## TRECHO DO TEXTO
───

O destino da galinha
* Por Ruth Barros
Uma das melhores amigas de Anabel
resolveu criar galinhas no sítio no qual passa fim de semana com o marido e as
duas filhas. No princípio tudo foram flores, ou melhor, ovinho fresco caipira
mexido, gema quase vermelha – quem conhece um ovo de galinha de verdade sabe do
que estou falando - , galinhas e pintinhos pras meninas se enturmarem com a
natureza e os animais, show de bola.
Os problemas vieram devagar e
sempre. Começaram pela grana extra que teve de ser dada para a mãe da caseira –
a caseira em si alegou excesso de trabalho com o sítio – pra que ela fosse
alimentar as galinhas, recolher os ovos, esse tipo de coisa. Como a mãe da
caseira também cria galinhas, nada mais justo que a dona da casa fornecesse
ração para todas elas, sem distinção de classe social, galinhas da proprietária
ou galinhas da serviçal.

───

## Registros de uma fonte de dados
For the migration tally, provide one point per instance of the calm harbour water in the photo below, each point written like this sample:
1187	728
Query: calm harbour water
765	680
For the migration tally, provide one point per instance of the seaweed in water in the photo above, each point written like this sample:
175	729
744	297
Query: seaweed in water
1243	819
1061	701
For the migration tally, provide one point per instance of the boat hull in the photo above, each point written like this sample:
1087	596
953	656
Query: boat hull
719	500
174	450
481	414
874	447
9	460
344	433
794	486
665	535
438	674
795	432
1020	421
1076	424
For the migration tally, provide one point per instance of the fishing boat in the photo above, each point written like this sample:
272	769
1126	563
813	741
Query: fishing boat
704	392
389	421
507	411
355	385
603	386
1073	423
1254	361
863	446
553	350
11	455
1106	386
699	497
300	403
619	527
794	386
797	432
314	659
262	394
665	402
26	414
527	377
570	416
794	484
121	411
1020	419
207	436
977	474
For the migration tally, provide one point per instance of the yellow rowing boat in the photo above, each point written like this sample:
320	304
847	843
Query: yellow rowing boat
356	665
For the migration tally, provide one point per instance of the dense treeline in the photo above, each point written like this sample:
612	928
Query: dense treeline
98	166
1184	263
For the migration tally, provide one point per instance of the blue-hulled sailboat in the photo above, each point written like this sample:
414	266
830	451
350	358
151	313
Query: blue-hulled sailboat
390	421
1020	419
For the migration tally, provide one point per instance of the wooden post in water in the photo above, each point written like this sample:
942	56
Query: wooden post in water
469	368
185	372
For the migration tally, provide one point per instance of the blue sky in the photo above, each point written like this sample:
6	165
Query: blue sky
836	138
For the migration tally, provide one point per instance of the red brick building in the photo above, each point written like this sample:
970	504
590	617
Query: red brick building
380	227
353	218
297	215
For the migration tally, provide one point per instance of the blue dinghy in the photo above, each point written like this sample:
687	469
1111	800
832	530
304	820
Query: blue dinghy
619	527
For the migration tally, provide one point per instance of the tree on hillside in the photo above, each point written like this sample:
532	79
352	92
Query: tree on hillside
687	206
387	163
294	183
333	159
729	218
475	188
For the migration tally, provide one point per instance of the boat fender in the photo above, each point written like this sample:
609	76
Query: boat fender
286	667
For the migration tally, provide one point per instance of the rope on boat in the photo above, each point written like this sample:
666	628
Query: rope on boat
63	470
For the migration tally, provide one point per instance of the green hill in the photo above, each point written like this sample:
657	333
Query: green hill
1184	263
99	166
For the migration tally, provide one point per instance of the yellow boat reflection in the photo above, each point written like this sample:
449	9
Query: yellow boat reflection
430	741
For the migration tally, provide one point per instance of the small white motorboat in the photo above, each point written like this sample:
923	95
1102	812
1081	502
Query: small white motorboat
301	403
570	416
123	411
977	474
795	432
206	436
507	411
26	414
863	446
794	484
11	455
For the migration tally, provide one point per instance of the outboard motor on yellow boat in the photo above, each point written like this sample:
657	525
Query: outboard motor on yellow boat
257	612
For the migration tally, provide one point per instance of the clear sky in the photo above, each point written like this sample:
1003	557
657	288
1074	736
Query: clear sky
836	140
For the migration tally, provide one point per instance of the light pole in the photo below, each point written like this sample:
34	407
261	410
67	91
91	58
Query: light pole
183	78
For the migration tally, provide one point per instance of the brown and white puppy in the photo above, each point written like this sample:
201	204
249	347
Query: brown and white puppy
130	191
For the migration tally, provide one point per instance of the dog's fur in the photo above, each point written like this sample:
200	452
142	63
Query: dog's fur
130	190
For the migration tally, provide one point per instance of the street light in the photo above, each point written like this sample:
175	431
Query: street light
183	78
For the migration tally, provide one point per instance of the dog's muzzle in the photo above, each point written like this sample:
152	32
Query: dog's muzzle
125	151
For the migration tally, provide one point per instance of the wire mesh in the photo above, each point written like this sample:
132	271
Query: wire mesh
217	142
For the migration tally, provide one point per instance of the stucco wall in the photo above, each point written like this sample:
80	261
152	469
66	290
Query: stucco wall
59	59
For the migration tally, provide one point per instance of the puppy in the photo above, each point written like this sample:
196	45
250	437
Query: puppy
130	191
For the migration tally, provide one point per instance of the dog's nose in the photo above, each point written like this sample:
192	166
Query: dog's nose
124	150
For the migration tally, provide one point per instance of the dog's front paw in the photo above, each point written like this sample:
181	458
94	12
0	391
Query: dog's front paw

───

## TAREFA PROPOSTA
Extraia da crônica sobre as galinhas o trecho que começa em "Os problemas vieram" e termina em "galinhas da serviçal.", incluindo essas palavras. Esses registros foram tirados de outra fonte.

## RESPOSTA CORRETA
Os problemas vieram devagar e
sempre. Começaram pela grana extra que teve de ser dada para a mãe da caseira –
a caseira em si alegou excesso de trabalho com o sítio – pra que ela fosse
alimentar as galinhas, recolher os ovos, esse tipo de coisa. Como a mãe da
caseira também cria galinhas, nada mais justo que a dona da casa fornecesse
ração para todas elas, sem distinção de classe social, galinhas da proprietária
ou galinhas da serviçal.